(DOCUMENT SEGMENT begins)

This guarantees zero redundancy. If the RAG pipeline finds a memory, but it's already in the Base Prompt, it gets silently dropped.

5. Ephemeral Injection
The surviving edges and nodes are formatted and injected into the System Message right before hitting Gemini, under a clear header: ### RELEVANT EPISODIC MEMORY FOR THIS TURN ###.

Crucially, this injected context is ephemeral. It is sent to the LLM for this specific turn, but it is never saved to the persistent database chat history. This prevents the context window from bloating with old RAG results over time (context rot).

Observability & The Results

You can't improve what you don't measure. I added OpenTelemetry across the backend. Now, when I look at a trace, I can see exactly what the waterfill dropped (hydrate.is_partial), how long the search took (rag.search_duration_ms), and how many facts were actually injected (rag.injected_edges_count).

The Impact:
Look back at the chart at the start of this article. After Day 21, I deployed this architecture.
The input tokens per message instantly collapsed from 120k back down to a stable ~40k tokens (the budget limit + chat history).

The magic is that the AI didn't get dumber. It still feels like it knows everything about her because the structural skeleton (the Hubs) is always there in the Base Prompt. But when she asks a specific question about a past event, the GraphRAG pipeline silently fetches the long-tail details in under a second.

Conclusion

A massive 1 million token context window is an incredible luxury, but it is not a substitute for software architecture.

Dumping everything into the prompt is the best way to validate an idea. But building real products eventually forces you to move from "what works theoretically" to "what works economically and efficiently."

(DOCUMENT SEGMENT ends)
(INFORMATION GIVEN begins)

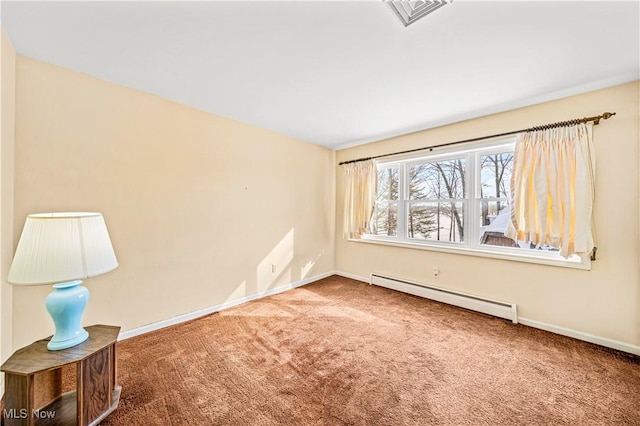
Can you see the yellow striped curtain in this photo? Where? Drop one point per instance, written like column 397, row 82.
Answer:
column 361, row 181
column 552, row 189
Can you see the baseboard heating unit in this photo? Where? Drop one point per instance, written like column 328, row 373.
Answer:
column 467, row 301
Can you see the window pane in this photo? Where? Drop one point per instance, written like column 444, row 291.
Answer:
column 387, row 184
column 495, row 216
column 385, row 219
column 437, row 180
column 495, row 175
column 436, row 221
column 494, row 220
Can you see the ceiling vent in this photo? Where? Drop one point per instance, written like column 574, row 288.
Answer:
column 409, row 11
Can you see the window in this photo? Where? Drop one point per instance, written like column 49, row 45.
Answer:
column 455, row 201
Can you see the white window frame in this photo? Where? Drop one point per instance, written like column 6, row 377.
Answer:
column 471, row 244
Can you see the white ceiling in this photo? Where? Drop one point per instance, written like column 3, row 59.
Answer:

(INFORMATION GIVEN ends)

> EXERCISE REQUIREMENTS:
1. In the GraphRAG memory article, what did input tokens per message drop to after the new architecture was deployed?
2. How would you render this sentence from the GraphRAG memory article in Spanish: "A massive 1 million token context window is an incredible luxury, but it is not a substitute for software architecture."
3. Carry the GraphRAG memory article on past its final sentence.

> ANSWERS BY ITEM NUMBER:
1. A stable ~40k tokens.

2. Una enorme ventana de contexto de 1 millón de tokens es un lujo increíble, pero no sustituye a la arquitectura de software.

3.
By separating Storage (Knowledge Graphs) from Retrieval (Budget-Aware Base Prompts + Deterministic RAG), Synapse is now fast, cheap to run, and infinitely scalable.

The code for both of these systems is open source. You can check out exactly how I implemented the waterfill allocation (hydration_v2.py) and the retrieval pipeline (graph_rag.py) in the backend repository.

Frontend (Body): synapse-chat-ai
Backend (Cortex): synapse-cortex

I love sharing these real-world scaling problems. If you are building memory systems or working with AI in production, I'd love to hear your approach. Let's connect on X or LinkedIn.

When 5 Minutes Isn't Enough: Moving AI Ingestion from Sync to Async (And Saving 99% Compute)

Juan David Gómez — Fri, 13 Feb 2026 03:38:32 +0000

In my last post, I introduced Synapse, the AI system I built for my wife that uses a Knowledge Graph to give her LLM a "Deep Memory."

In the early demos and tests, it looked perfect. She ends a chat, the system processes it, and the graph updates in about 50 seconds.

But demos are lies.

When we started using it for real, 45-minute chat sessions with tens of messages, the system fell apart. The "End Session" button would spin for 5 minutes and then crash.

I thought I had a simple timeout bug. It turned out I had a fundamental architecture problem.

Here is how I went from crashing servers and wasting tokens to a 99% reduction in Convex Actions compute time by implementing the Async Request-Reply Pattern.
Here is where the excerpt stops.